**WORK INSTRUCTIONS:** Write out again every line of the records from the line with "Tag each instance of the distant hill" through the end, that line included and requests included, scaling each point coordinate in the answers by 1.85 and rounding to whole numbers, with halves rounded up. Leave the sample points in the requests as they are, and give only those lines.

**DATASET RECORDS:**
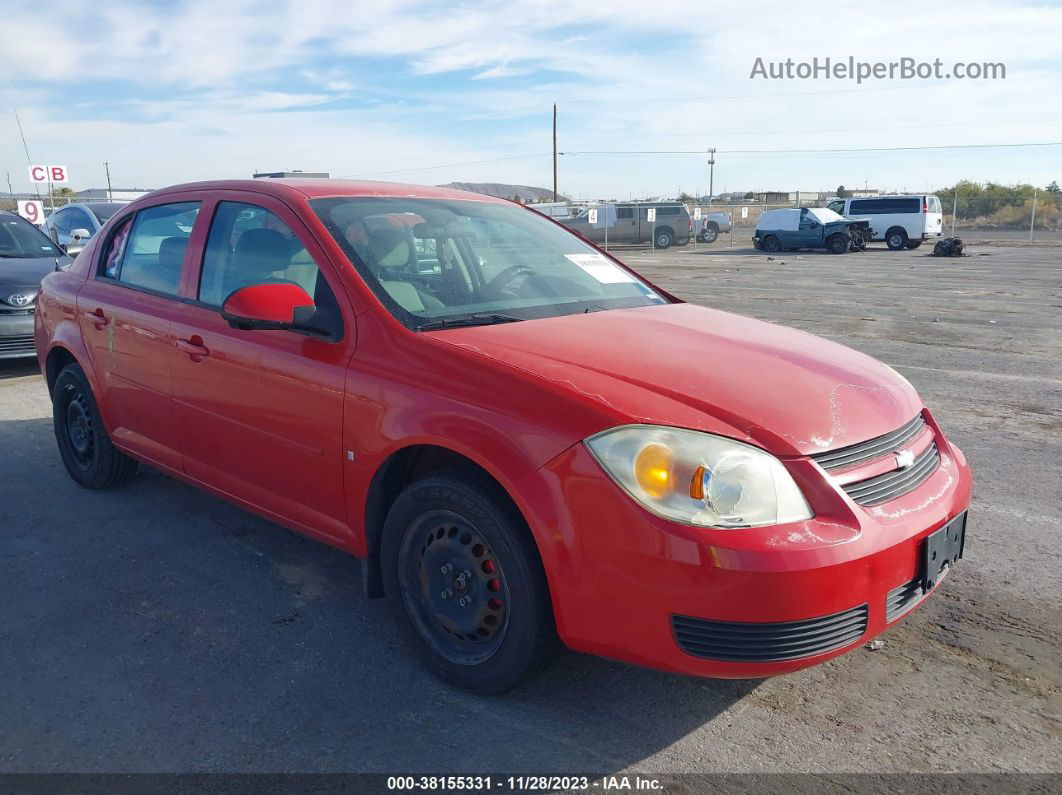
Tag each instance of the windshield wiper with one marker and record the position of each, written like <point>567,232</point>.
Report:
<point>473,318</point>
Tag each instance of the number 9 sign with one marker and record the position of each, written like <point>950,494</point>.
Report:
<point>32,211</point>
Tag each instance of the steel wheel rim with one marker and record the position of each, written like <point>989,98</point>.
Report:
<point>80,430</point>
<point>454,588</point>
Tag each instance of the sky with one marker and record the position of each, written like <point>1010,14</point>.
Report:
<point>430,92</point>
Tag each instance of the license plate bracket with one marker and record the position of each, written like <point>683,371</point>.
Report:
<point>942,549</point>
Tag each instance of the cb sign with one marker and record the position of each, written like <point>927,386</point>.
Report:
<point>48,174</point>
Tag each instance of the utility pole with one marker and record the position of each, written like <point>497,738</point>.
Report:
<point>712,175</point>
<point>554,153</point>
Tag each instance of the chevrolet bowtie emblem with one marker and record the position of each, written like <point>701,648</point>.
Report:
<point>904,459</point>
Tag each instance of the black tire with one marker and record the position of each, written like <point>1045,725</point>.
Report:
<point>462,519</point>
<point>663,238</point>
<point>86,449</point>
<point>837,243</point>
<point>895,239</point>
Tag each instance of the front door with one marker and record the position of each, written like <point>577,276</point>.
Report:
<point>261,412</point>
<point>125,313</point>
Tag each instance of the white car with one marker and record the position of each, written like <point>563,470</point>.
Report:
<point>901,221</point>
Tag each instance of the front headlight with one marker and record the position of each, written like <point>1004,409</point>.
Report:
<point>699,479</point>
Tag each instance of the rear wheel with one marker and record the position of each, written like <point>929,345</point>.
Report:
<point>89,456</point>
<point>895,239</point>
<point>465,582</point>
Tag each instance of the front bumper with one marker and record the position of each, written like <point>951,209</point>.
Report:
<point>627,584</point>
<point>16,334</point>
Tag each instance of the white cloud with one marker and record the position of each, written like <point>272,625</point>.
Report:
<point>221,88</point>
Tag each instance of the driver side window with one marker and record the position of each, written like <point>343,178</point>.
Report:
<point>250,245</point>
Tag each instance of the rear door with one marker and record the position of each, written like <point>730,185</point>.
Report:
<point>934,217</point>
<point>125,311</point>
<point>261,412</point>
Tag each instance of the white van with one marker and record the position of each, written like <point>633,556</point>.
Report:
<point>901,221</point>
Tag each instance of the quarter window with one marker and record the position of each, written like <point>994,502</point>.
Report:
<point>153,256</point>
<point>115,249</point>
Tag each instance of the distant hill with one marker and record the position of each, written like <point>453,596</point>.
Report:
<point>524,192</point>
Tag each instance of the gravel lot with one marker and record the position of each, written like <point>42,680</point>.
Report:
<point>156,628</point>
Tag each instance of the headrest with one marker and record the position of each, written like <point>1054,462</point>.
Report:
<point>171,252</point>
<point>389,248</point>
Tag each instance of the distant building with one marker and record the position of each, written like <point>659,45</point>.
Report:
<point>291,174</point>
<point>115,194</point>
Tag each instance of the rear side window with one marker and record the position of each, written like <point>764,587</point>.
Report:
<point>154,253</point>
<point>115,249</point>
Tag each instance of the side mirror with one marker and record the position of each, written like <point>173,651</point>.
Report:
<point>267,307</point>
<point>79,239</point>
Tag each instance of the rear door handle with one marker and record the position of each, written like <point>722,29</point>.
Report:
<point>97,317</point>
<point>194,348</point>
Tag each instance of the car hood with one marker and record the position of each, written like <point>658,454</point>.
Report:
<point>681,364</point>
<point>26,271</point>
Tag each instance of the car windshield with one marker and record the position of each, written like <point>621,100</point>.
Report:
<point>437,263</point>
<point>19,239</point>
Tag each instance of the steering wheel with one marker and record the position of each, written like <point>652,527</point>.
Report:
<point>500,281</point>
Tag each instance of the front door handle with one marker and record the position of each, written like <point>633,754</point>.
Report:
<point>193,347</point>
<point>97,317</point>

**EXPECTED ANSWER:**
Tag each instance of the distant hill with one marker and record the position of each, written like <point>453,596</point>.
Report:
<point>969,355</point>
Tag each instance of the gravel lot with one marker and record the position of each, written like <point>42,680</point>.
Report:
<point>289,1162</point>
Tag each instance of the headrest with one marker and record the position of each, written like <point>1054,462</point>.
Report:
<point>316,466</point>
<point>720,459</point>
Tag each instance of the distant building with one marker and record the position of each, written like <point>659,45</point>.
Report:
<point>538,322</point>
<point>213,359</point>
Tag each instance of the rear side window with one marker and record the position of each, written like <point>764,587</point>.
Report:
<point>285,468</point>
<point>213,461</point>
Tag each instance of the side mirror with one marker and record the position of each, written like <point>173,651</point>.
Report:
<point>494,568</point>
<point>146,442</point>
Tag each instance of the rear door handle with one marker and record the position of each, written like <point>722,29</point>.
Report:
<point>179,586</point>
<point>359,644</point>
Tag each instance of the car hood with one marker and record the position of each, written like <point>658,454</point>.
Report:
<point>1260,673</point>
<point>48,501</point>
Tag each instance of the car windshield with one marker and record the position of each, written like <point>621,100</point>.
Report:
<point>808,487</point>
<point>35,442</point>
Tag each instance of the steering wheel with one marker and record the position of each, written like <point>652,527</point>.
Report:
<point>925,520</point>
Tag each instance of the front door handle with one marker and record the position of each, written like <point>633,754</point>.
Report:
<point>357,642</point>
<point>179,586</point>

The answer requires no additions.